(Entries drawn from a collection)
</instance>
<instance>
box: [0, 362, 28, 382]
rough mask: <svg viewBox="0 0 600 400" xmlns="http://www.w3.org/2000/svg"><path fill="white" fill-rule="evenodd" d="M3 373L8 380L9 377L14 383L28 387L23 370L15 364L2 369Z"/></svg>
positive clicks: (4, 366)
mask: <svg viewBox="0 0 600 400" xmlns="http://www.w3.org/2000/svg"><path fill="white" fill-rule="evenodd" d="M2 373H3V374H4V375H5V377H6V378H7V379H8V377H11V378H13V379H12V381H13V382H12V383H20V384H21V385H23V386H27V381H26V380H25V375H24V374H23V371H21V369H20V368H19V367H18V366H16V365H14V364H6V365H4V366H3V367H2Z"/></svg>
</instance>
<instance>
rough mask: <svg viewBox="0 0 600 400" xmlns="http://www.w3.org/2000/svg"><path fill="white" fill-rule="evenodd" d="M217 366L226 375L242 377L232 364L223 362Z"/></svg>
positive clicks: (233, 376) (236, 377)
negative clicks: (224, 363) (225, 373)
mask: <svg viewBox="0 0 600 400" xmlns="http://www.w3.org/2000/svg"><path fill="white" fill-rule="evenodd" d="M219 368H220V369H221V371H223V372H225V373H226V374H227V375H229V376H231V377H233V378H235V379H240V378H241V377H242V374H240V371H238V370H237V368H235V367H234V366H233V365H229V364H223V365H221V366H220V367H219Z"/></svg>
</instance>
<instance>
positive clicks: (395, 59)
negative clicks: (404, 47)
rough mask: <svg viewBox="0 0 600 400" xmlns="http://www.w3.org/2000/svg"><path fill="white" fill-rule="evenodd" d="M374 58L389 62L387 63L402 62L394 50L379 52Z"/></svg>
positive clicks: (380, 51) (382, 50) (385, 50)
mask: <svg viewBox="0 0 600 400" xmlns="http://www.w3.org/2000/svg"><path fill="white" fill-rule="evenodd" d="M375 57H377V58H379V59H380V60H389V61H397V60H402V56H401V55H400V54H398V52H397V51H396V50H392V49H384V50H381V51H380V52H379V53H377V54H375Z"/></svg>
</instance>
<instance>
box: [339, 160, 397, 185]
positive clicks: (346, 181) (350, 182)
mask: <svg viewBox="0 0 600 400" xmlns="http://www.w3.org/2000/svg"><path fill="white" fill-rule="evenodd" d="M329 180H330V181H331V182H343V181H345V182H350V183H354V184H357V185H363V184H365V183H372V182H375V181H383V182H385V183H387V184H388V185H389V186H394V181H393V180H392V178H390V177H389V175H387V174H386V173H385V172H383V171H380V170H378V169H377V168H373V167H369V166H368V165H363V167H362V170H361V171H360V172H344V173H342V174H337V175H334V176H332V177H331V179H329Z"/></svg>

---

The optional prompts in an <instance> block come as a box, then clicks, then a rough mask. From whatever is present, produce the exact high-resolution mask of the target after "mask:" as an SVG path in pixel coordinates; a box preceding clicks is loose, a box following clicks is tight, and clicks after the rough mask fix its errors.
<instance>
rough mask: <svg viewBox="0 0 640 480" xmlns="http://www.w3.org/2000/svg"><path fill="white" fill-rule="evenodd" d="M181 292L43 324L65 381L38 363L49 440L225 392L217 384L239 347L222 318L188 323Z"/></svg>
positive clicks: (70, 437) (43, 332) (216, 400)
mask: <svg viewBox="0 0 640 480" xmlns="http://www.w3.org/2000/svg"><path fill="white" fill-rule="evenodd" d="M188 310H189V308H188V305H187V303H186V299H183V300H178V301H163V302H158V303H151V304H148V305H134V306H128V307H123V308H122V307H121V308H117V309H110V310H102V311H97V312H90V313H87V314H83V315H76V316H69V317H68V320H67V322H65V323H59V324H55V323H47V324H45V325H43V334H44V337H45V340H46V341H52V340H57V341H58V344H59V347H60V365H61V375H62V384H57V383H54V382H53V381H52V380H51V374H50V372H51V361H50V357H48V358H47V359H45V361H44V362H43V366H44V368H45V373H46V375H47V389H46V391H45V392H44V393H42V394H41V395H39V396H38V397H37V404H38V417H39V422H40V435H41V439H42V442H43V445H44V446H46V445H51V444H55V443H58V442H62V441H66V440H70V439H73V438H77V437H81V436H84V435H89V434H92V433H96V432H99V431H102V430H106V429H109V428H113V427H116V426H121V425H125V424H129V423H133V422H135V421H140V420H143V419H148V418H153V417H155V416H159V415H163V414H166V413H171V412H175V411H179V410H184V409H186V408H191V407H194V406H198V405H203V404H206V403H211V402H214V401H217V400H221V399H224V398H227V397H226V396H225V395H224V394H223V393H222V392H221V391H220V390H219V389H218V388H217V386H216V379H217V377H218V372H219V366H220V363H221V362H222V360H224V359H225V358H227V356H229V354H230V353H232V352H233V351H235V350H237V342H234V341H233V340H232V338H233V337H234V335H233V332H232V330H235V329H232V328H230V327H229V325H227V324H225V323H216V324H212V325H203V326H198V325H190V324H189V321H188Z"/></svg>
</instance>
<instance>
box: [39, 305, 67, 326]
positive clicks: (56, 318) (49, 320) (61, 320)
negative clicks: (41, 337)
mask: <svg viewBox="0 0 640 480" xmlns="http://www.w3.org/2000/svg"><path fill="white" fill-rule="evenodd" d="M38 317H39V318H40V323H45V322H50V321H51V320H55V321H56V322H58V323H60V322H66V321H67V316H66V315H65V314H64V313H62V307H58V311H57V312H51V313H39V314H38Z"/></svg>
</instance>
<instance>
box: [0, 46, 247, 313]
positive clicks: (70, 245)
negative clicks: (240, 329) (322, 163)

» **Exercise requirements**
Which lines of the data above contain the string "negative"? Copy each of those lines in full.

» **Solution**
negative clicks: (224, 363) (225, 373)
negative clicks: (404, 47)
negative clicks: (41, 337)
negative clicks: (240, 329) (322, 163)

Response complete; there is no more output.